# WRITTEN REQUEST:
Put every line of the records below into a numbered list, skipping blank lines and leaving the pictures out.

# INFORMATION PROVIDED:

— begin —

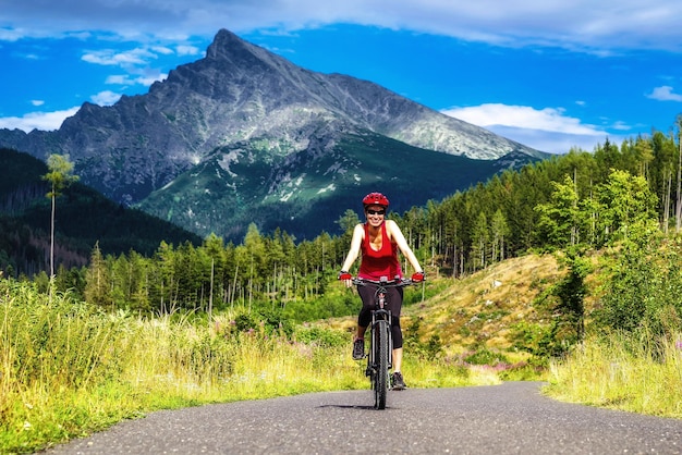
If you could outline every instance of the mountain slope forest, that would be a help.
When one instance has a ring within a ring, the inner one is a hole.
[[[370,190],[404,211],[548,156],[226,29],[148,93],[85,102],[57,131],[0,128],[0,147],[69,156],[108,198],[231,242],[251,222],[310,239]]]
[[[411,386],[549,378],[563,399],[679,418],[681,160],[680,131],[654,132],[391,213],[427,271],[405,290]],[[303,242],[251,225],[240,244],[96,246],[53,282],[3,276],[0,451],[150,409],[366,388],[358,298],[337,282],[357,221]]]
[[[0,271],[4,276],[42,272],[45,278],[49,271],[50,188],[42,179],[47,173],[44,161],[0,148]],[[161,241],[202,243],[191,232],[78,183],[58,197],[54,255],[62,280],[68,275],[80,280],[75,271],[87,265],[94,245],[105,254],[151,255]]]

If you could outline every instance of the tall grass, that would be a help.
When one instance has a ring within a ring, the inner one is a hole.
[[[146,319],[0,280],[0,453],[31,453],[160,408],[368,388],[350,333],[233,315]],[[406,356],[412,386],[496,383],[490,371]]]
[[[682,334],[590,337],[550,365],[547,394],[559,399],[682,418]]]

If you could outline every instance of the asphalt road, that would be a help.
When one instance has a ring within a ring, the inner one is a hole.
[[[540,383],[369,390],[208,405],[124,421],[48,454],[681,454],[682,420],[560,403]]]

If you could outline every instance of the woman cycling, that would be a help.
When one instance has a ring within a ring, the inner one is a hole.
[[[362,254],[360,271],[361,279],[379,281],[402,279],[398,249],[404,255],[415,270],[412,280],[419,282],[424,280],[424,271],[407,245],[404,235],[393,220],[386,219],[386,210],[389,201],[381,193],[370,193],[363,198],[365,209],[365,223],[357,224],[353,230],[351,248],[349,250],[339,276],[348,276],[348,270],[353,266],[357,256]],[[344,280],[348,287],[352,286],[351,280]],[[363,308],[357,317],[357,331],[353,340],[353,358],[356,360],[365,356],[365,331],[372,321],[372,309],[374,306],[374,294],[376,286],[357,286],[357,293],[363,300]],[[389,309],[392,315],[392,337],[393,337],[393,374],[391,374],[391,386],[393,390],[405,389],[402,377],[402,354],[403,336],[400,328],[400,310],[403,302],[402,287],[389,287],[387,290]]]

— end —

# EXERCISE RESULT:
1. If you could outline every instance of the mountain slope forest, that would be a help.
2. When one instance has a ring within a ring, the inner one is a hole.
3. [[[370,190],[404,211],[548,156],[226,29],[148,93],[85,102],[57,131],[0,128],[0,147],[69,156],[108,198],[231,242],[251,222],[310,239]]]
4. [[[411,386],[549,378],[563,399],[679,418],[681,160],[680,131],[654,132],[391,213],[427,271],[405,290]],[[303,242],[251,225],[240,244],[96,246],[53,282],[3,276],[0,451],[150,409],[366,388],[358,298],[337,282],[357,221]]]
5. [[[0,271],[4,276],[42,272],[45,278],[49,271],[50,188],[42,179],[47,173],[44,161],[0,148]],[[161,241],[202,243],[191,232],[78,183],[58,197],[54,255],[62,280],[68,275],[80,280],[75,271],[87,265],[94,245],[105,254],[151,255]]]
6. If you could outline every instance of the tall grass, that would be a help.
7. When one instance has a ring within a ring, the inner one is a hole.
8. [[[146,319],[0,280],[0,453],[31,453],[160,408],[368,388],[350,333],[233,315]],[[406,356],[412,386],[496,383],[490,371]]]
9. [[[682,334],[590,337],[550,365],[547,394],[559,399],[682,418]]]
10. If you could outline every instance of the asphalt road, that would be a help.
11. When one instance has a ring within a ring, the inner one is a hole.
12. [[[540,383],[369,390],[208,405],[124,421],[48,454],[681,454],[682,420],[560,403]]]
13. If you could outline every instance of the woman cycling, that would be a help.
14. When one instance has a ring within a ring, the inner one is a hole.
15. [[[362,254],[360,271],[361,279],[379,281],[402,279],[398,249],[404,255],[415,270],[412,280],[419,282],[424,280],[424,271],[407,245],[404,235],[393,220],[386,219],[386,210],[389,201],[381,193],[370,193],[363,198],[365,209],[365,223],[357,224],[353,230],[351,248],[349,250],[339,276],[348,276],[348,270],[353,266],[357,256]],[[344,280],[348,287],[352,286],[351,280]],[[363,308],[357,317],[357,331],[353,340],[353,358],[356,360],[365,356],[365,331],[372,321],[372,309],[374,306],[374,294],[376,286],[357,286],[357,293],[363,300]],[[389,309],[392,315],[392,337],[393,337],[393,374],[391,374],[391,386],[393,390],[405,389],[402,377],[402,354],[403,336],[400,328],[400,310],[403,302],[402,287],[389,287],[387,290]]]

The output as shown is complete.